** TASK TO CARRY OUT **
Copy out the rows below without any change, starting at the first row and ending with the one that contains "86L249 95L252 104L273", including both.
**** EXTRACTED MATERIAL ****
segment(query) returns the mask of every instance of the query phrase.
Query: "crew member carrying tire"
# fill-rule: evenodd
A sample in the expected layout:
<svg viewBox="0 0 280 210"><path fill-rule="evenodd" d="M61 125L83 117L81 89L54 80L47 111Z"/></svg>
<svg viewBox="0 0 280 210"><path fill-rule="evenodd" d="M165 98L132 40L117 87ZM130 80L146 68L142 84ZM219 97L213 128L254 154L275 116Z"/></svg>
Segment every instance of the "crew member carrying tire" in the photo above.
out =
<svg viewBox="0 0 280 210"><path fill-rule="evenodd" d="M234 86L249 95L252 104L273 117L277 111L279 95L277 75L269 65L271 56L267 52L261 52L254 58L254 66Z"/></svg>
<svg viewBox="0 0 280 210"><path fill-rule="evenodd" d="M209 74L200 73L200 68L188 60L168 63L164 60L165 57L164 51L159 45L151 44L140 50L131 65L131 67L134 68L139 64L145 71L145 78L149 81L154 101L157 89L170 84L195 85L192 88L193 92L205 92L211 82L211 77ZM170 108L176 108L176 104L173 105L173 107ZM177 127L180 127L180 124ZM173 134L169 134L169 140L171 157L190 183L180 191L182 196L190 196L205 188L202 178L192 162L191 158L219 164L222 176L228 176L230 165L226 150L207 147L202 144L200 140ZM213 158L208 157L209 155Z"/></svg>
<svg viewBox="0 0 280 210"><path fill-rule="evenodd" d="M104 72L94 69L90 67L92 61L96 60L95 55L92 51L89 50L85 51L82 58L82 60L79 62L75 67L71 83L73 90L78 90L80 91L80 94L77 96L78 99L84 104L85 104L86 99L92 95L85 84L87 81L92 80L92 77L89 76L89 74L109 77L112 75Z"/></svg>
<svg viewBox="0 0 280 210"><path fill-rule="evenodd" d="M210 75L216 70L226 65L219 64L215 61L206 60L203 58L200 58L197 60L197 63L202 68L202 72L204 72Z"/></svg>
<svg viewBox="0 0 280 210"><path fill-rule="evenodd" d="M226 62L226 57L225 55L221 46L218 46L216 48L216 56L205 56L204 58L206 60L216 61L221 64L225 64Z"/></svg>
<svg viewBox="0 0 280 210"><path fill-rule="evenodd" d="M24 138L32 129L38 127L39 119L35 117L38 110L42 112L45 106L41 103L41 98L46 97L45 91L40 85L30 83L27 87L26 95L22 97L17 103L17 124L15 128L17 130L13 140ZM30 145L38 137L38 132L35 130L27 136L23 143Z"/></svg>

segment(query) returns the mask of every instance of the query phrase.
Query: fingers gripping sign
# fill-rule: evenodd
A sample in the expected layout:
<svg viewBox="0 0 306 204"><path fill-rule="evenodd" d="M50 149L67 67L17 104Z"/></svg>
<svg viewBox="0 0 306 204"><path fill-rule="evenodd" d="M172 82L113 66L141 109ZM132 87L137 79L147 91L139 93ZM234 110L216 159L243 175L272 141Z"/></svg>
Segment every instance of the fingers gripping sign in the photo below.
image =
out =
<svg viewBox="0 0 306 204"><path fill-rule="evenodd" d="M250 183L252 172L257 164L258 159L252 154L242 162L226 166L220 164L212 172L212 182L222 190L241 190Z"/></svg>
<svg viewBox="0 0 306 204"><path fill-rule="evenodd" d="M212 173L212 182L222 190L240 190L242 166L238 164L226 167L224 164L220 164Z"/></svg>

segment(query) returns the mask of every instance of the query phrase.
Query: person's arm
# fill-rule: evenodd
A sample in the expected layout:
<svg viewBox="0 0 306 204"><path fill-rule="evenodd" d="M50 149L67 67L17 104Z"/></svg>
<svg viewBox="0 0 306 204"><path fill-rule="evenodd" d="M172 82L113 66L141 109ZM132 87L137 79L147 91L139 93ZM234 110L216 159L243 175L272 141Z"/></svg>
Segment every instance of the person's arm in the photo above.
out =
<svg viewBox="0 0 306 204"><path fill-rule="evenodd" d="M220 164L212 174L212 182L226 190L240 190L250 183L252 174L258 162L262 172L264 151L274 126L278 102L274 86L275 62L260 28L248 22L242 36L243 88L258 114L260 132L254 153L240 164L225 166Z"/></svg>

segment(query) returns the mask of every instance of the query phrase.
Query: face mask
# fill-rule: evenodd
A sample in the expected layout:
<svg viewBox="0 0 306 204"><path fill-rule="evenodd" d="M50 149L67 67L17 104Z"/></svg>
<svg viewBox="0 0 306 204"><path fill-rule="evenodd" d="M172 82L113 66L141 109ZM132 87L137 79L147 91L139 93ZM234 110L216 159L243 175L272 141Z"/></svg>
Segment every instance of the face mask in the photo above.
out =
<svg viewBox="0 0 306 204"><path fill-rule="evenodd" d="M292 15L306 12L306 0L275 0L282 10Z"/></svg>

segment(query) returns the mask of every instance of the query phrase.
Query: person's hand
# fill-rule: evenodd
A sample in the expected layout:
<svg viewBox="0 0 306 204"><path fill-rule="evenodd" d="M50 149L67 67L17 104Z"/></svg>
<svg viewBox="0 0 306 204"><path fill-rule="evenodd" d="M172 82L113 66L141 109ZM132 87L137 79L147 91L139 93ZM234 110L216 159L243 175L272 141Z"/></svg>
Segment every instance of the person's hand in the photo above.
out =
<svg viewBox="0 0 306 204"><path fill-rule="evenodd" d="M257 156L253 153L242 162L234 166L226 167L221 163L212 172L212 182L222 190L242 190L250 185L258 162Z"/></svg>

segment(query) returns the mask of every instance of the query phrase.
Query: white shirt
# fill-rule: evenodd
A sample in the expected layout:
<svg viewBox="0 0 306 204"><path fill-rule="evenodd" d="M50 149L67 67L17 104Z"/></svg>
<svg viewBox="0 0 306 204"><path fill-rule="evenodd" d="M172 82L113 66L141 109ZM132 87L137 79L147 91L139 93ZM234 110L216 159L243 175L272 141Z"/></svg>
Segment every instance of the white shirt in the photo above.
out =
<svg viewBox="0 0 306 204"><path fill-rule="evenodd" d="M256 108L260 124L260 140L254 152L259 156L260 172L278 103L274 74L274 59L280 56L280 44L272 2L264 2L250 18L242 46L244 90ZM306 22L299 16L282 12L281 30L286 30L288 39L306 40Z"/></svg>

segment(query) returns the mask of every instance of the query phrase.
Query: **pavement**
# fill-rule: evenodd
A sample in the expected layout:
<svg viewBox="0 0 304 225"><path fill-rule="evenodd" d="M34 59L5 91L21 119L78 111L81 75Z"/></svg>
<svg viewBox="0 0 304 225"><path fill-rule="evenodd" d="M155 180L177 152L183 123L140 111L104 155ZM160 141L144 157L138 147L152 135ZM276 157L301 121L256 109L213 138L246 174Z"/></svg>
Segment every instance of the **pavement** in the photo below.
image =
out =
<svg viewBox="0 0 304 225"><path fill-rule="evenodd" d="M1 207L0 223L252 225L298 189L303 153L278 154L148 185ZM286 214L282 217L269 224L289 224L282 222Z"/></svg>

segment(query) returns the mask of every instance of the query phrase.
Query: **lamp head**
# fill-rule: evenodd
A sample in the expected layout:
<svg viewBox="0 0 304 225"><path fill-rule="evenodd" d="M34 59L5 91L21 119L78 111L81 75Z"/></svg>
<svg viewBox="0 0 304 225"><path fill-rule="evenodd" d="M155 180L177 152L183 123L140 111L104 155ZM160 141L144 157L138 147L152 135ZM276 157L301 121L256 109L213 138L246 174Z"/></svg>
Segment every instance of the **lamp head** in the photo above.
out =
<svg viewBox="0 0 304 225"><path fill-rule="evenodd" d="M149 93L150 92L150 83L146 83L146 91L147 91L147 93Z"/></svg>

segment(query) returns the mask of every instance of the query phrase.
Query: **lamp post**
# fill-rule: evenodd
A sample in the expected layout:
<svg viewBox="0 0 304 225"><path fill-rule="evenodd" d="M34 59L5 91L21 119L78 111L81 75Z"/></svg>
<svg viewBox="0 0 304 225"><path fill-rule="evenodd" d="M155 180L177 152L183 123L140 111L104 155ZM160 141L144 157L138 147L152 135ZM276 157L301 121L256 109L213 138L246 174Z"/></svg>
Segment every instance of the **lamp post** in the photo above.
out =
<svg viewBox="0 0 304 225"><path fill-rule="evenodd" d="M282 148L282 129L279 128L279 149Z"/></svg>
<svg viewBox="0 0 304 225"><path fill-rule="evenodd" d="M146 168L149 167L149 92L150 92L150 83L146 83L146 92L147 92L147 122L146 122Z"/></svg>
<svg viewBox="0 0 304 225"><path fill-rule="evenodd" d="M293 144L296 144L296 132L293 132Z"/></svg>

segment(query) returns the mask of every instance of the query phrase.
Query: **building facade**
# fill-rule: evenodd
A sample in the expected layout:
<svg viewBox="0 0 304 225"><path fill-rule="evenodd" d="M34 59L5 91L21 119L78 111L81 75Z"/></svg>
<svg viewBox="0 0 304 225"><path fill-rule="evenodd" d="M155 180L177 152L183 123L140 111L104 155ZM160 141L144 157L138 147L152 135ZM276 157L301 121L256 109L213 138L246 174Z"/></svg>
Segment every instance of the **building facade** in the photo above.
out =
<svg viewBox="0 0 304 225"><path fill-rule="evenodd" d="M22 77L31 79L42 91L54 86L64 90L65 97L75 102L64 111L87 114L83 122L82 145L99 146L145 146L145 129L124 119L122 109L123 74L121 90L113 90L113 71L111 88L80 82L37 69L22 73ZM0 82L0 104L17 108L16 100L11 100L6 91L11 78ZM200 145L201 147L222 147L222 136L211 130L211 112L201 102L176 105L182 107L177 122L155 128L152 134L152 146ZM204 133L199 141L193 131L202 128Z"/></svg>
****
** RESULT OF THE EXERCISE **
segment(query) returns the mask of every instance of the query phrase.
Query: "crew member carrying tire"
# fill-rule: evenodd
A sample in the expected layout:
<svg viewBox="0 0 280 210"><path fill-rule="evenodd" d="M61 125L83 117L81 89L54 80L47 111Z"/></svg>
<svg viewBox="0 0 280 210"><path fill-rule="evenodd" d="M165 98L132 40L117 87ZM130 80L146 68L142 84ZM219 97L213 128L254 154L275 116Z"/></svg>
Segment every instance of the "crew member carrying tire" in the photo above.
out =
<svg viewBox="0 0 280 210"><path fill-rule="evenodd" d="M234 86L249 95L252 104L273 117L277 111L279 95L277 75L269 65L271 56L267 52L261 52L254 58L254 66Z"/></svg>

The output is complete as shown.